▶ Exercise aim:
Copy the listing below word for word, leaving out the pictures.

▶ Material shown:
::::

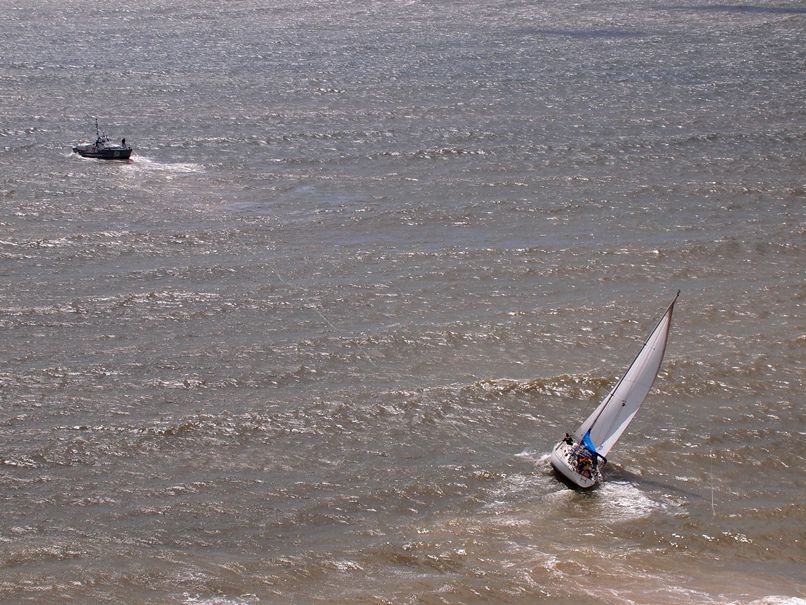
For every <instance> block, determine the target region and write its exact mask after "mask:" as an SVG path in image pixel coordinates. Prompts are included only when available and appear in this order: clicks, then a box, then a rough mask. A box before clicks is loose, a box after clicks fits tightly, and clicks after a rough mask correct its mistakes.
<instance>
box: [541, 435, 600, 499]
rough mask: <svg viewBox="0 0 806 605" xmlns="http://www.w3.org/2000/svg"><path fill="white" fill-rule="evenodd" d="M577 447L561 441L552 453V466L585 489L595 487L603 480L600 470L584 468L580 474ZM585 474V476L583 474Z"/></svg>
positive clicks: (551, 456) (554, 469)
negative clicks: (576, 451)
mask: <svg viewBox="0 0 806 605" xmlns="http://www.w3.org/2000/svg"><path fill="white" fill-rule="evenodd" d="M577 447H578V446H576V445H568V444H567V443H566V442H565V441H560V442H559V443H558V444H557V445H555V446H554V449H553V450H552V452H551V457H550V460H551V466H553V467H554V470H556V471H557V472H558V473H560V475H562V476H563V477H565V479H567V480H568V481H570V482H571V483H573V484H574V485H577V486H579V487H581V488H583V489H587V488H589V487H593V486H594V485H596V484H597V483H599V481H601V479H602V474H601V472H600V471H599V469H598V468H596V467H594V468H592V469H590V468H583V469H582V472H580V465H579V460H578V457H577V454H576V450H575V448H577ZM583 473H584V474H583Z"/></svg>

::::

▶ Output of the task:
For every <instance> block, determine the target region and write its exact mask after "mask:" as an SVG path in image pixel coordinates. Prompts are included only when available and appear in this order: clicks, then a box, then a rough mask. A box before clicks is loose, a box after clicks fits tightly, and clicks after a rough mask correct its mistakes.
<instance>
box: [541, 435, 600, 499]
rough mask: <svg viewBox="0 0 806 605" xmlns="http://www.w3.org/2000/svg"><path fill="white" fill-rule="evenodd" d="M577 447L561 441L552 453V466L585 489L595 487L603 480L600 470L584 468L580 474ZM585 474V476L583 474Z"/></svg>
positive clicks: (551, 456) (554, 469)
negative clicks: (576, 451)
mask: <svg viewBox="0 0 806 605" xmlns="http://www.w3.org/2000/svg"><path fill="white" fill-rule="evenodd" d="M577 447H578V446H576V445H568V444H567V443H566V442H565V441H560V442H559V443H558V444H557V445H555V446H554V449H553V450H552V452H551V457H550V460H551V466H553V467H554V470H556V471H557V472H558V473H560V475H562V476H563V477H565V479H567V480H568V481H570V482H571V483H573V484H574V485H577V486H579V487H581V488H583V489H587V488H589V487H593V486H594V485H596V484H597V483H599V481H601V479H602V474H601V472H600V471H599V469H598V468H596V467H594V468H592V469H590V468H583V469H582V472H580V465H579V460H578V457H577V454H576V450H575V448H577ZM583 473H584V474H583Z"/></svg>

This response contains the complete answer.